## What you have to do
Produce an exact transcription of every entry.

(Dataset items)
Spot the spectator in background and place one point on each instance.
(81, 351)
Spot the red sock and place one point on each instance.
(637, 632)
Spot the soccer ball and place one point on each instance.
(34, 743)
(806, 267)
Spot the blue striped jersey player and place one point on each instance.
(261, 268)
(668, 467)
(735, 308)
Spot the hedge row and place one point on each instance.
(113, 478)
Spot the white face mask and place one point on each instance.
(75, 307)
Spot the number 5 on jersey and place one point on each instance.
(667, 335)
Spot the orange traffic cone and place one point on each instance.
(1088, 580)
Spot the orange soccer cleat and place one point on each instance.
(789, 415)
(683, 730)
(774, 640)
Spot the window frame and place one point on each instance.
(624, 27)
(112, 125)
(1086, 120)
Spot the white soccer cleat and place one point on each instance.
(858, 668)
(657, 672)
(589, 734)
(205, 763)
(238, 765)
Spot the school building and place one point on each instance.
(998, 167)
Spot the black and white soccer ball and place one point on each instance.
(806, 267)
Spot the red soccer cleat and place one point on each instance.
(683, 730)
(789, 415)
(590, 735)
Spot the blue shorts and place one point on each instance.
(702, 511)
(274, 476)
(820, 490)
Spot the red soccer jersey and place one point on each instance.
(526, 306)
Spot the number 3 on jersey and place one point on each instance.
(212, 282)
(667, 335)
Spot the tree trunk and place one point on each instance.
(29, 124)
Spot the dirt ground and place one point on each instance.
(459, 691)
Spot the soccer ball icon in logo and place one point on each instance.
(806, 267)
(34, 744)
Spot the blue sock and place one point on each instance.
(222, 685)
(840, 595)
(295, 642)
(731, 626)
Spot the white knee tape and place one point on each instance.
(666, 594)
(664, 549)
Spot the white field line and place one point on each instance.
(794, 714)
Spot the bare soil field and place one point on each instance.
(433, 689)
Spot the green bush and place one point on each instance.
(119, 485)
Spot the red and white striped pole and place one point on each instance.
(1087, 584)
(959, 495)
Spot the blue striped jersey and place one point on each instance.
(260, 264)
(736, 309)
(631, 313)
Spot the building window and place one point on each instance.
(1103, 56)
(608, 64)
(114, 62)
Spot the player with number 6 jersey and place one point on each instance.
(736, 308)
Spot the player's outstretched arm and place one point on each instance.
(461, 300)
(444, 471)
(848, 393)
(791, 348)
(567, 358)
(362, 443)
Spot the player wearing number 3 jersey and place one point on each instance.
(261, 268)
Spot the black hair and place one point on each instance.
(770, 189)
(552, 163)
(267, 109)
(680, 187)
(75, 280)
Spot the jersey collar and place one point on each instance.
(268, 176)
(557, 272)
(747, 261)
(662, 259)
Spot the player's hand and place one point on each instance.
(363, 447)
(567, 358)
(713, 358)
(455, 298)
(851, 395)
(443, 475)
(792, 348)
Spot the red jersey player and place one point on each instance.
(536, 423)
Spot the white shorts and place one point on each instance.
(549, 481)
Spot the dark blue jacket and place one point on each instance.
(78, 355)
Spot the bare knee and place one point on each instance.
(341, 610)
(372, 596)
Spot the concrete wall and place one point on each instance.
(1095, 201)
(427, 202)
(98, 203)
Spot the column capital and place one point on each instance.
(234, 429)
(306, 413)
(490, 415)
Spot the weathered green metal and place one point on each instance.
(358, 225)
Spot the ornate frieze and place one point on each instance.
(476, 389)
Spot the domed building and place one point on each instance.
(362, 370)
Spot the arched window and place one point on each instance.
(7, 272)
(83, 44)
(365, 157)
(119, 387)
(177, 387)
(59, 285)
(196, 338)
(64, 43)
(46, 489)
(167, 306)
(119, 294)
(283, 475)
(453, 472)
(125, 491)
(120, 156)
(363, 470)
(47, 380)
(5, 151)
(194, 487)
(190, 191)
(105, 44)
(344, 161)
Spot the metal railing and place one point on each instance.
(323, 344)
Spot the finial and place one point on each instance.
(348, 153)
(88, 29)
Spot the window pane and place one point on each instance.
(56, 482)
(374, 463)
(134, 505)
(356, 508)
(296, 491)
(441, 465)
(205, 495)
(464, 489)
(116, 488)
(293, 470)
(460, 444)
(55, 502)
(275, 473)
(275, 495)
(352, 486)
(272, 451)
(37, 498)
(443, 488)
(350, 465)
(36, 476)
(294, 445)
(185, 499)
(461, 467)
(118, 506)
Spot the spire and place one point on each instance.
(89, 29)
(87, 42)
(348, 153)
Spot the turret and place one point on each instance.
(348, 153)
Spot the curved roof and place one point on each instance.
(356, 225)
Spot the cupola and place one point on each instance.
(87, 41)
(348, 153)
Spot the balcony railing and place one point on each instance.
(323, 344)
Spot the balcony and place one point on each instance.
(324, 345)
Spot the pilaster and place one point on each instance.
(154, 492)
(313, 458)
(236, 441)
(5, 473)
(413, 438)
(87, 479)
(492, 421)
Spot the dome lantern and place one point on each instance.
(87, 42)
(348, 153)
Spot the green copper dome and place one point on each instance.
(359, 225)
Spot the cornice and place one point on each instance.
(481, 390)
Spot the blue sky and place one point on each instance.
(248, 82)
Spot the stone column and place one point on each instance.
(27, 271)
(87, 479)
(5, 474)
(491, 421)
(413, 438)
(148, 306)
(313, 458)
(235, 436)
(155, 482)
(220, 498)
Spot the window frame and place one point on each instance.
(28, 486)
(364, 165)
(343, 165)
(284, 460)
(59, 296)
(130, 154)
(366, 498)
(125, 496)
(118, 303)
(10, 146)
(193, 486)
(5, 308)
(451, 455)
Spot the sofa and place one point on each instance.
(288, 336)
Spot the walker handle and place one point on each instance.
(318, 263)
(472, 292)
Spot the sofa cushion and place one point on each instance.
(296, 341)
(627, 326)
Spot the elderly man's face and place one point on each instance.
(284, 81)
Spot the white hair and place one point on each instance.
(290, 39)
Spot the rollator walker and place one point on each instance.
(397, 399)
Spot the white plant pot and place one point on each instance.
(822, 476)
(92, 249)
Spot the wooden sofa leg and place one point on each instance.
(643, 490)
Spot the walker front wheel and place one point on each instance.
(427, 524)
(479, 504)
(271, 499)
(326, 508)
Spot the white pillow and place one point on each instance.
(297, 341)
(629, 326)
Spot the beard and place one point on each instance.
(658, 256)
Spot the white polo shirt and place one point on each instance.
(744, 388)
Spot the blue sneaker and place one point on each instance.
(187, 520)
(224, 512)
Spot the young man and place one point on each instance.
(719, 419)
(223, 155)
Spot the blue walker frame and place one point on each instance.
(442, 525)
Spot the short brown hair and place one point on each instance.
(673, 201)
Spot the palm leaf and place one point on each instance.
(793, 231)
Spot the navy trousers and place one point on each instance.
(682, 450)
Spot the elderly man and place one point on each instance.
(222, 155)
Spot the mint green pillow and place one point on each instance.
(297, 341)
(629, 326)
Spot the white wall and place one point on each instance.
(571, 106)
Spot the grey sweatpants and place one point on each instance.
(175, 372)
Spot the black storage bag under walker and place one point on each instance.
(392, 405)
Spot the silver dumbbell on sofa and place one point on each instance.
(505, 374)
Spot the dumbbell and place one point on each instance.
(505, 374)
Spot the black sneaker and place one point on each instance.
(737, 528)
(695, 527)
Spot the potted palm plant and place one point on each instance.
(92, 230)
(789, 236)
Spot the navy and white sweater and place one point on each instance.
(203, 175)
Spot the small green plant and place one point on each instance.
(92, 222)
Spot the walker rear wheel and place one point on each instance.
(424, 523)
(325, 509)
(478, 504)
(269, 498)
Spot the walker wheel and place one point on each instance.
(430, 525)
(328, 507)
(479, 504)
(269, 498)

## Response area
Spot the spectator in background and place one point on each instance.
(81, 351)
Spot the red sock and place one point on each instance.
(637, 632)
Spot the soccer ball and place one point on each instance.
(34, 743)
(806, 267)
Spot the blue striped jersey player and place one point on each instance.
(261, 268)
(668, 467)
(735, 308)
Spot the hedge row and place one point on each instance.
(113, 478)
Spot the white face mask and place one point on each instance.
(75, 307)
Spot the number 5 on jersey and place one point on each instance.
(667, 335)
Spot the orange traffic cone and place one point on each instance.
(1088, 580)
Spot the orange soccer cleat and place one point on each instance.
(789, 415)
(683, 730)
(774, 640)
Spot the window frame and place one point on each instance.
(624, 27)
(112, 125)
(1086, 120)
Spot the white soccer cleat and place one point on each instance.
(858, 668)
(657, 672)
(589, 734)
(205, 763)
(238, 765)
Spot the school building and place one point on each instance.
(998, 167)
Spot the black and white soccer ball and place one point on each instance.
(806, 267)
Spot the red soccer cleat and place one point on each instance.
(683, 730)
(789, 415)
(590, 735)
Spot the blue shorts and place one point on each instance.
(702, 511)
(274, 476)
(820, 490)
Spot the red soccer jersey and place one point on each instance.
(526, 306)
Spot the number 3 on jersey and place one point on each instance.
(212, 282)
(667, 335)
Spot the tree trunk and place one point on each instance.
(29, 124)
Spot the dirt ground and place one point on each instance.
(459, 691)
Spot the soccer ball icon in logo and place one point on each instance.
(806, 267)
(34, 744)
Spot the blue sock and place one point on each instance.
(222, 685)
(840, 595)
(295, 642)
(731, 626)
Spot the white knee tape and place one point on each instance.
(666, 594)
(664, 549)
Spot the white field line and place one point on each instance.
(794, 714)
Spot the bare soil field and place one point on each instance.
(433, 689)
Spot the green bush and place one point on each instance.
(119, 485)
Spot the red and white striped pole and place one point on each instance.
(1087, 584)
(959, 495)
Spot the blue striped jersey and place one point on each instance.
(260, 264)
(736, 309)
(631, 313)
Spot the building window and place one point on each instance.
(1103, 56)
(608, 64)
(114, 62)
Spot the player with number 6 jersey and place one point on each instance.
(736, 308)
Spot the player's outstretched arm and place one point on each instance.
(461, 300)
(444, 471)
(848, 393)
(791, 348)
(567, 358)
(362, 443)
Spot the player wearing number 3 jersey and place one point on each instance.
(261, 268)
Spot the black hair and place one point on each instance.
(770, 189)
(552, 163)
(267, 109)
(680, 187)
(75, 280)
Spot the jersey collar and place one point on each instance.
(268, 176)
(557, 272)
(747, 261)
(662, 259)
Spot the player's hand and place one point on each instance.
(363, 447)
(567, 358)
(713, 358)
(455, 298)
(851, 395)
(443, 475)
(792, 348)
Spot the red jersey player and place one point on each instance.
(536, 423)
Spot the white shorts and place one point on each instance.
(549, 481)
Spot the dark blue jacket and place one point on each instance.
(78, 355)
Spot the bare knee and place one point on each instance.
(341, 610)
(372, 596)
Spot the concrete wall and place one point on each instance.
(1095, 201)
(427, 202)
(98, 203)
Spot the column capital and place one point on each instance.
(234, 429)
(306, 413)
(490, 415)
Spot the weathered green metal and place one point on each instance.
(358, 225)
Spot the ornate frieze and place one point on each instance.
(476, 389)
Spot the domed building and place one point on each instance.
(362, 370)
Spot the arched window and place one point on each instance.
(7, 272)
(83, 44)
(365, 157)
(119, 387)
(177, 387)
(59, 285)
(196, 338)
(64, 43)
(46, 489)
(167, 306)
(119, 294)
(283, 475)
(453, 472)
(125, 491)
(120, 156)
(363, 470)
(47, 380)
(5, 151)
(194, 487)
(190, 191)
(105, 44)
(344, 161)
Spot the metal railing and place one point on each instance.
(323, 344)
Spot the finial and place one point on each instance.
(348, 153)
(88, 29)
Spot the window pane and place one point on each instance.
(56, 482)
(374, 463)
(134, 505)
(356, 508)
(296, 491)
(441, 465)
(205, 495)
(464, 489)
(116, 488)
(293, 470)
(460, 444)
(55, 502)
(275, 473)
(275, 495)
(352, 486)
(272, 451)
(37, 498)
(443, 488)
(350, 465)
(36, 476)
(294, 445)
(185, 499)
(461, 467)
(118, 506)
Spot the spire and place one point on each instance.
(89, 29)
(87, 42)
(348, 153)
Spot the turret and place one point on each instance.
(348, 153)
Spot the curved roof and place one point on each instance.
(356, 225)
Spot the cupola and place one point on each instance.
(87, 41)
(348, 153)
Spot the balcony railing and place one point on each instance.
(323, 344)
Spot the balcony and place one point on each instance.
(324, 345)
Spot the pilaster and place one point on each instance.
(154, 492)
(313, 458)
(236, 441)
(5, 473)
(413, 438)
(87, 479)
(492, 421)
Spot the dome lantern and place one point on each instance.
(87, 42)
(348, 153)
Spot the green copper dome and place one point on each instance.
(359, 225)
Spot the cornice and place one point on each instance.
(481, 390)
Spot the blue sky and place one point on each instance.
(248, 82)
Spot the stone column and place one point on each instance.
(27, 271)
(87, 479)
(5, 474)
(491, 421)
(413, 438)
(148, 306)
(313, 458)
(235, 436)
(155, 482)
(220, 498)
Spot the window frame and place one point on each instance.
(28, 486)
(364, 165)
(343, 165)
(284, 460)
(59, 296)
(130, 154)
(366, 498)
(125, 496)
(118, 303)
(10, 146)
(193, 486)
(5, 308)
(451, 455)
Spot the sofa and place one point on each instance.
(288, 336)
Spot the walker handle and place one point on each instance.
(318, 263)
(472, 292)
Spot the sofa cushion and place one point on each instance.
(296, 341)
(627, 326)
Spot the elderly man's face and place one point on each instance.
(284, 81)
Spot the white hair and place one point on each instance.
(290, 39)
Spot the rollator walker and place one point on each instance.
(397, 399)
Spot the white plant pot and place one point on each instance.
(822, 476)
(92, 249)
Spot the wooden sofa leg and place one point on each instance.
(643, 490)
Spot the walker front wheel and place one point on each instance.
(427, 524)
(479, 504)
(271, 499)
(326, 508)
Spot the white pillow and place one point on each instance.
(297, 341)
(629, 326)
Spot the beard and place one point on each instance.
(658, 256)
Spot the white polo shirt and place one point on each instance.
(744, 388)
Spot the blue sneaker and place one point on each instance.
(187, 520)
(224, 512)
Spot the young man and place one point on each instance.
(719, 419)
(223, 155)
Spot the blue walker frame and place one point on each instance.
(442, 525)
Spot the short brown hair and place one point on each instance.
(673, 201)
Spot the palm leaf and place one point on each instance.
(793, 231)
Spot the navy trousers and place one point on each instance.
(682, 450)
Spot the elderly man and place one point on each instance.
(222, 155)
Spot the mint green pillow and place one point on each instance.
(297, 341)
(629, 326)
Spot the white wall and place one point on each instance.
(571, 106)
Spot the grey sweatpants and place one point on each instance.
(175, 372)
Spot the black storage bag under walker and place one point on each instance.
(392, 405)
Spot the silver dumbbell on sofa and place one point on each instance.
(505, 374)
Spot the dumbbell and place one point on each instance.
(505, 374)
Spot the black sneaker and place one point on each instance.
(737, 528)
(695, 527)
Spot the potted palm plant and place one point on each instance.
(92, 230)
(789, 236)
Spot the navy and white sweater and place one point on each instance.
(203, 175)
Spot the small green plant and place one point on each instance.
(92, 222)
Spot the walker rear wheel and place one point on each instance.
(424, 523)
(325, 509)
(478, 504)
(269, 498)
Spot the walker wheel and place one point on each instance.
(430, 525)
(328, 507)
(479, 504)
(269, 498)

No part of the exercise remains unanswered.